Consigne donnée a »
Mettez à l'échelle les entrées, de la ligne contenant « If you would be willing to indicate the sky » jusqu'à la fin des entrées, et recopiez seulement ces lignes, demandes comprises. Multipliez chaque coordonnée de point des réponses par 0,5 et arrondissez à l'entier, les demis vers le haut.

Extrait du document »
——————
Image de l'hôtel de région Rhône-Alpes du 16 mai 2011
Crise de la démocratie et réforme régionale
André Duval, l’auteur de cet article et d’un autre article sur les communes et leur avenir, a été maire pendant de longues années et président d’une communauté de communes en Haute-Savoie. Il participe à un groupe de réflexion Lebret à Annecy et c’est dans ce cadre qu’il a commencé à proposer cette réflexion. Il répondra lui-même à vos interrogations et à vos critiques.
Les élections municipales, puis européennes, ont montré que notre démocratie subissait une crise importante. Le projet de réforme territoriale, plus prosaïquement de réduction du nombre des régions, pouvait être une bonne occasion de mettre en œuvre un mode de fonctionnement démocratique amélioré. Il s’agit d’analyser ce projet d’abord dans ses objectifs mais aussi dans la manière dont il est conduit, en référence à ce qui pourrait être appelé les bonnes pratiques démocratiques. C’est pourquoi nous commencerons par quelques caractéristiques fondamentales d’un système démocratique telles qu’ont pu les définir, philosophes et sociologues et observerons comment le système français les a intégrées. Il s’agira ensuite de voir en quoi le projet du gouvernement améliore son fonctionnement et comment la conduite du projet lui-même est en accord avec la bonne pratique démocratique.
Caractéristiques fondamentales de la démocratie
La séparation des pouvoirs
« La démocratie est le gouvernement du peuple par le peuple et pour le peuple » selon Abraham Lincoln. La mise en œuvre d’un tel principe passe par un système représentatif et elle doit tenir compte des hommes, ce qui oblige à éviter les conflits d’intérêts, d’où la nécessité de la séparation des pouvoirs. Montesquieu cite trois pouvoirs : le législatif, celui qui vote la loi, l’exécutif, celui qui la met en œuvre, le judiciaire qui assure que les lois sont bien observées par les uns et les autres. C’est la même volonté d’empêcher les conflits d’intérêts qui fait que dans de nombreux pays le vote des constitutions est réservé au peuple.
——————
Consigne donnée b »
Selon l'extrait sur la crise de la démocratie et la réforme régionale, quels sont les trois pouvoirs cités par Montesquieu ?
——————
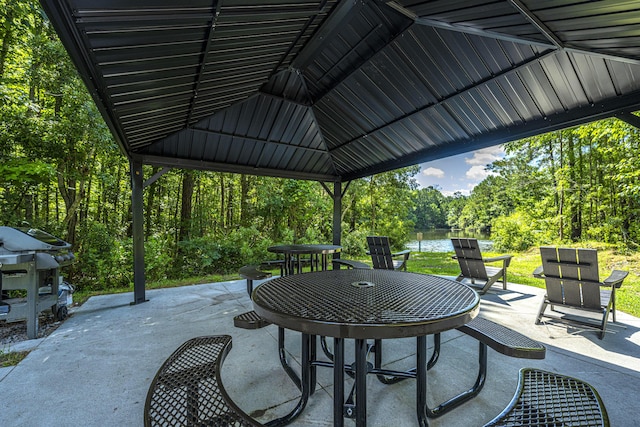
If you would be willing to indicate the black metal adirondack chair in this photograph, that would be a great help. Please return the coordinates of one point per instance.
(572, 280)
(383, 258)
(472, 264)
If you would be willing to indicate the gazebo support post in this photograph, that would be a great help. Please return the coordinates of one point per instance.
(138, 231)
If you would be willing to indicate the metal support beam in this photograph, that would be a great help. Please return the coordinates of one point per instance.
(337, 194)
(138, 231)
(337, 213)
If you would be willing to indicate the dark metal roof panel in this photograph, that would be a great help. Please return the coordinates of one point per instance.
(340, 89)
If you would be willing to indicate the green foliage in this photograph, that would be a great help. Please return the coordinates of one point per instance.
(206, 255)
(514, 232)
(103, 261)
(354, 243)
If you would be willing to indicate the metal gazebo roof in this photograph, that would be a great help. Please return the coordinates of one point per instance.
(335, 90)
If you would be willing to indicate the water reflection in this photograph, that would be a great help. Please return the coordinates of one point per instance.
(440, 240)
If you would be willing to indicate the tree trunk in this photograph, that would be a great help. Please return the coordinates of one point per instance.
(245, 219)
(188, 184)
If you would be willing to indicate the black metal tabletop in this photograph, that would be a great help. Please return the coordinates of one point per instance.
(305, 249)
(366, 304)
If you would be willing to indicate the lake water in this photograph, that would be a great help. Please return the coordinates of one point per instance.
(440, 240)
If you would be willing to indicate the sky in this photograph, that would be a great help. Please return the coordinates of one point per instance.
(458, 173)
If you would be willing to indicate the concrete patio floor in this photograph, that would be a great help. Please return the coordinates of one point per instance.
(95, 369)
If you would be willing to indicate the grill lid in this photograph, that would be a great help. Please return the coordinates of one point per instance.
(17, 239)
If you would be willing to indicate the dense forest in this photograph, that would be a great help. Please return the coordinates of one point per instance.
(61, 171)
——————
Bonne réponse a »
If you would be willing to indicate the sky in this photograph, that would be a great help. Please return the coordinates of one point per instance.
(229, 87)
If you would be willing to indicate the concrete patio floor in this photograph, that would be a great help. Please return the coordinates of one point per instance.
(48, 185)
If you would be willing to indicate the grill lid in this photograph, that would be a great help. Please return the coordinates of one point per instance.
(9, 120)
If you would be willing to indicate the dense forest in this photograph, that would be a great help. Please return the coordinates of one point per instance.
(31, 86)

Bonne réponse b »
Le législatif, l'exécutif et le judiciaire.